[Lines of data]
+++
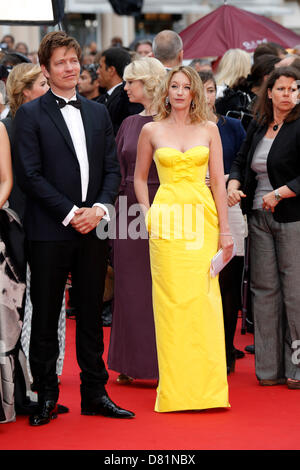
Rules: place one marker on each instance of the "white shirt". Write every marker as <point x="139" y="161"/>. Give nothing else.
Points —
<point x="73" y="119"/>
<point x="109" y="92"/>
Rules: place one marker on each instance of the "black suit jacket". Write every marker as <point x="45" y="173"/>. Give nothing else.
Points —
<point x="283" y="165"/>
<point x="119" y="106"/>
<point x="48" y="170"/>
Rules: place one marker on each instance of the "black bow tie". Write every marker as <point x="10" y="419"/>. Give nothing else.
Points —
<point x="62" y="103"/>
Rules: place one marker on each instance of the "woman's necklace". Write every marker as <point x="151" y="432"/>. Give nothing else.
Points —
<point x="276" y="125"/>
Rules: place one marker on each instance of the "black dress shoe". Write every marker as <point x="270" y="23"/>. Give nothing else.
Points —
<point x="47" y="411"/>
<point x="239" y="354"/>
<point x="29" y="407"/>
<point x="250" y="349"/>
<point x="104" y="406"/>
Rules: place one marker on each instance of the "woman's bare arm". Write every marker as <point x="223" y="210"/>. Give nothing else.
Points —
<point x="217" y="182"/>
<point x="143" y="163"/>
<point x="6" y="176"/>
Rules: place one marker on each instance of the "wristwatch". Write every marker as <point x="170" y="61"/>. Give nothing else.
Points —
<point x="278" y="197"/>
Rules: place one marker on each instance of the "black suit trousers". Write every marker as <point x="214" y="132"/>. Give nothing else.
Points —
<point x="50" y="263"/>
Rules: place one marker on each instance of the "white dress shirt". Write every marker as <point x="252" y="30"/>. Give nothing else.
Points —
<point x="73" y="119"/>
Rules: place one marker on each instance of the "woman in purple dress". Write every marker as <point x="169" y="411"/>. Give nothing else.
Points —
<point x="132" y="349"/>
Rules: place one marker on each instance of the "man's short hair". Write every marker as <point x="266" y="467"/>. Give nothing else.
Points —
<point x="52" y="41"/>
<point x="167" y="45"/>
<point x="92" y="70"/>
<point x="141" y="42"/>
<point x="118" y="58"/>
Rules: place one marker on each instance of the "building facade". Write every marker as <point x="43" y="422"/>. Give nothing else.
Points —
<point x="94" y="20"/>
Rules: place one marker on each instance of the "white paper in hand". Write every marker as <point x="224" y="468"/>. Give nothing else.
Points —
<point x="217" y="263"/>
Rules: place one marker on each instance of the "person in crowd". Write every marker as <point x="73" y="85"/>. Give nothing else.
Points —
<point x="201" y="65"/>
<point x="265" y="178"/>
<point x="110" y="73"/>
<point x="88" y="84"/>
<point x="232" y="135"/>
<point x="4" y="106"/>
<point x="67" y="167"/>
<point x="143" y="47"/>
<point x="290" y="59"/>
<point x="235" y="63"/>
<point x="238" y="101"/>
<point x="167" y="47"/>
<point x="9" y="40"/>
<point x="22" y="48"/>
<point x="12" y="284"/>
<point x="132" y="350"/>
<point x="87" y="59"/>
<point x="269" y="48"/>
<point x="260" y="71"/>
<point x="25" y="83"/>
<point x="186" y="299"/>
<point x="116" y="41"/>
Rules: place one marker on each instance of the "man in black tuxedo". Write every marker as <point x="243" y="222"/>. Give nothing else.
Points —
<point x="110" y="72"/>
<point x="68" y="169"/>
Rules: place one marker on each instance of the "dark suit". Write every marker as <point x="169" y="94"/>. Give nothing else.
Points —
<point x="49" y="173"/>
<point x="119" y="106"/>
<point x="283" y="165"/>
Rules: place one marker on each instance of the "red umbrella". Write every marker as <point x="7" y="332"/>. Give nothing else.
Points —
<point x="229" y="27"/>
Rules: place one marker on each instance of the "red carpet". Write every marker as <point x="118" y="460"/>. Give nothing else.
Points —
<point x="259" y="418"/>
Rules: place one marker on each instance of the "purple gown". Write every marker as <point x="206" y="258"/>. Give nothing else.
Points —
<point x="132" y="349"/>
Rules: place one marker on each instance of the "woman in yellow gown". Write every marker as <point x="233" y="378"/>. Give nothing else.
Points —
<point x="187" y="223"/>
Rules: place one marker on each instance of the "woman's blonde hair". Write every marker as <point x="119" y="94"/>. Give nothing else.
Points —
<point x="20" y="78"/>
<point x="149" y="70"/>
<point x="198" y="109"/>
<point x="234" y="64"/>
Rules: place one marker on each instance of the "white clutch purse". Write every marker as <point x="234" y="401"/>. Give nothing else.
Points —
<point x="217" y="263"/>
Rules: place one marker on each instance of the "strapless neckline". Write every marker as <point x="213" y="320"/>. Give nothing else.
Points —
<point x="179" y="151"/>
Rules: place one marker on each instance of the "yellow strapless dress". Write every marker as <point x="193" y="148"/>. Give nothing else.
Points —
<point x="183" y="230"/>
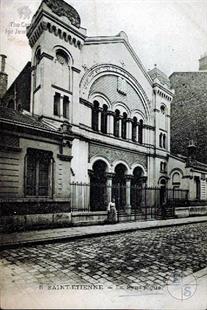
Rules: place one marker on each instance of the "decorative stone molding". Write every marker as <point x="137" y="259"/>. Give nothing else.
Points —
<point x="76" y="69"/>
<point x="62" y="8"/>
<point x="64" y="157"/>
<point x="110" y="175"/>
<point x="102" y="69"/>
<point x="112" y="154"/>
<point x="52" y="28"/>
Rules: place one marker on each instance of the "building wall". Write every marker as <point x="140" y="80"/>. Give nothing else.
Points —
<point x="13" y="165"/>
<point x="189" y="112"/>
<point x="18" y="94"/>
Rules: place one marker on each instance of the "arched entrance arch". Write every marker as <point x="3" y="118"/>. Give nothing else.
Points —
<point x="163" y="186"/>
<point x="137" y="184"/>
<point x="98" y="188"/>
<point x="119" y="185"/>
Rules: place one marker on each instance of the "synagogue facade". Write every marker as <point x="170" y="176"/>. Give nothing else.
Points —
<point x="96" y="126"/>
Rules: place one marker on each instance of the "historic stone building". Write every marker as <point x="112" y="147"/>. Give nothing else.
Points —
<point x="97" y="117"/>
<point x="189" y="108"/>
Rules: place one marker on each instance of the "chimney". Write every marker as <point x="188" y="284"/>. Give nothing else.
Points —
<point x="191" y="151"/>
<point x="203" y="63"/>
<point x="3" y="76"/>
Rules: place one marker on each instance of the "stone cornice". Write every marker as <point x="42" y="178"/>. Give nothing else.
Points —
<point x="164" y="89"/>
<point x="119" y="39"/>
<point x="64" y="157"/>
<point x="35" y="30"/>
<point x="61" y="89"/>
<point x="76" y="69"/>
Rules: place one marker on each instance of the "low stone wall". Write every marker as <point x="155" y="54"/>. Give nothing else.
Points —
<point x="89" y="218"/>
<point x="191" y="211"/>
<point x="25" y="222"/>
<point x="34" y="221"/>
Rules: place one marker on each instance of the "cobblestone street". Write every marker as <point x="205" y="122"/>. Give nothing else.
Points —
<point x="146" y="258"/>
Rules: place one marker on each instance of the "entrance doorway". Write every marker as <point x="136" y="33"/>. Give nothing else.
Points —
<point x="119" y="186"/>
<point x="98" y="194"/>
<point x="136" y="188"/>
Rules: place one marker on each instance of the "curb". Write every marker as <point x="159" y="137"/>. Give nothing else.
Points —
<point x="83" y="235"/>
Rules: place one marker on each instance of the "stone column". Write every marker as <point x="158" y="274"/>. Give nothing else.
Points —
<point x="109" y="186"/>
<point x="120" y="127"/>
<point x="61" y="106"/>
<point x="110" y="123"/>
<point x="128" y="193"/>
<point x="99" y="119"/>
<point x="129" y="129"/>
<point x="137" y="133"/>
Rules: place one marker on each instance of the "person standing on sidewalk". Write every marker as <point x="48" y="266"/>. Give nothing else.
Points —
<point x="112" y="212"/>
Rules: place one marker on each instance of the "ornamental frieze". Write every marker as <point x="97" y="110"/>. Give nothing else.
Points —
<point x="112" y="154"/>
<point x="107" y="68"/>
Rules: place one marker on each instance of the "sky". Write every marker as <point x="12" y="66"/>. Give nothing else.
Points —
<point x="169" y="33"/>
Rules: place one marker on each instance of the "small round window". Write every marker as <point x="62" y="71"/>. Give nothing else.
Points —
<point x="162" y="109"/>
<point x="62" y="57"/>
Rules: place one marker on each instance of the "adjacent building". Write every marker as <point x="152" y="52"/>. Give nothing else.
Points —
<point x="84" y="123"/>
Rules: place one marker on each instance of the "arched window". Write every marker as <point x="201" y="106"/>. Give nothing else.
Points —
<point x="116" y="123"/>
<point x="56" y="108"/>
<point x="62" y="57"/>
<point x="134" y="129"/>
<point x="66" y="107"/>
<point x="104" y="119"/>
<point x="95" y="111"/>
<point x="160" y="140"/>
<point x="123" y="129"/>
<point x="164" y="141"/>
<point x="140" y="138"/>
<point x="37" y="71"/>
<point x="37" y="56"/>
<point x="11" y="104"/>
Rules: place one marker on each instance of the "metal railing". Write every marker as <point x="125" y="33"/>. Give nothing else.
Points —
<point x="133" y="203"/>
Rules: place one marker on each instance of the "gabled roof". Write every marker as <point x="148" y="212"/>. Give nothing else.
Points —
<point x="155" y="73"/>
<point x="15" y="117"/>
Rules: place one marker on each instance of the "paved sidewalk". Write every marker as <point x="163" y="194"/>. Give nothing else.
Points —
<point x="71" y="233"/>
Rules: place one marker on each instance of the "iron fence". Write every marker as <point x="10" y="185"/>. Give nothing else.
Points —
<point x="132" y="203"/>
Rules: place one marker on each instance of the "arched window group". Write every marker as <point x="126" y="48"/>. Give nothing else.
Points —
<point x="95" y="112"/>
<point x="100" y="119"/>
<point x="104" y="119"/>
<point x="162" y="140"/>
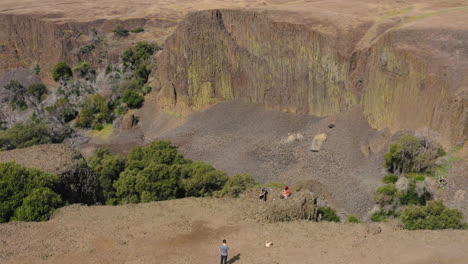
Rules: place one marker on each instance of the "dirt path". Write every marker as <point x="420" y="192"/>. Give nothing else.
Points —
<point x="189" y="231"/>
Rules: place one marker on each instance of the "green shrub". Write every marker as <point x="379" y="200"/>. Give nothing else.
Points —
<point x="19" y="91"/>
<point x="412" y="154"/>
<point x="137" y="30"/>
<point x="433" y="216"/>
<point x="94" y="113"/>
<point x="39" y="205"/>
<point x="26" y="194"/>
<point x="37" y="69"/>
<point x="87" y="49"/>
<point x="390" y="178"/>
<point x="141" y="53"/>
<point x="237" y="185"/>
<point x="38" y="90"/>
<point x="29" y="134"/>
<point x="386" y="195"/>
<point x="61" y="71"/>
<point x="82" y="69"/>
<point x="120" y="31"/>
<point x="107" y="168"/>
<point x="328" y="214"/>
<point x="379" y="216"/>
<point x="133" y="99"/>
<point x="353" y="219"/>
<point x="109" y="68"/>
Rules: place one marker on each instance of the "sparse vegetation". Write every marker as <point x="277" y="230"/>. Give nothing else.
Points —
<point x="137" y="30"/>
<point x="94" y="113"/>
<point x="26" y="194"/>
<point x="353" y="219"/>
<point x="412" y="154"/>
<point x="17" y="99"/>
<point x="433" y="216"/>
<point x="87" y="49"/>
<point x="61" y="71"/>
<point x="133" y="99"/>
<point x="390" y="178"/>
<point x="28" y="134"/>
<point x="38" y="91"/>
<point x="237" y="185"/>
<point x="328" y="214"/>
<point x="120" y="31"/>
+++
▸ STATED GOAL: Count the lines in the items above that contain the string "sidewalk". Reply with the number alone.

▸ CORRECT OUTPUT: 2